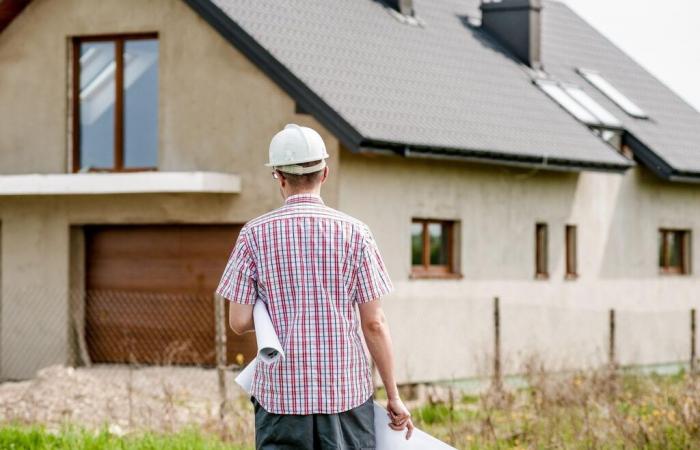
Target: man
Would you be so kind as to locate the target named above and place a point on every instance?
(312, 265)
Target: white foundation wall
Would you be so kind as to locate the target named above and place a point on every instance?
(444, 329)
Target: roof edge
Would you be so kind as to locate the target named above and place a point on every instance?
(283, 77)
(492, 157)
(658, 165)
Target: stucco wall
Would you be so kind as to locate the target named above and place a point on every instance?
(444, 328)
(217, 112)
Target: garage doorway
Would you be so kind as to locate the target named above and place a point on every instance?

### Your goal
Repeat every line of the records above, requests included, but scale each point's coordinates by 2.6. Round each result to a whole number with halves going up, and leave out the pictures.

### Result of the exercise
Target: man
Would you be so kind as to locate the target named above and place a point on every instance?
(811, 689)
Target: white foundation wall
Would you be so kind as to locate the target named above and place a point on every instance?
(1154, 855)
Target: roof edge
Would you be so kind as to locate the target named above and place a point on every instance?
(736, 200)
(1279, 408)
(1711, 429)
Target: stucco wall
Would you be so kind as to locate the target named above and place a point on every instance?
(1154, 853)
(564, 291)
Target: garage doorway
Would you be so kind as to locate the target named above and place a point on every instance?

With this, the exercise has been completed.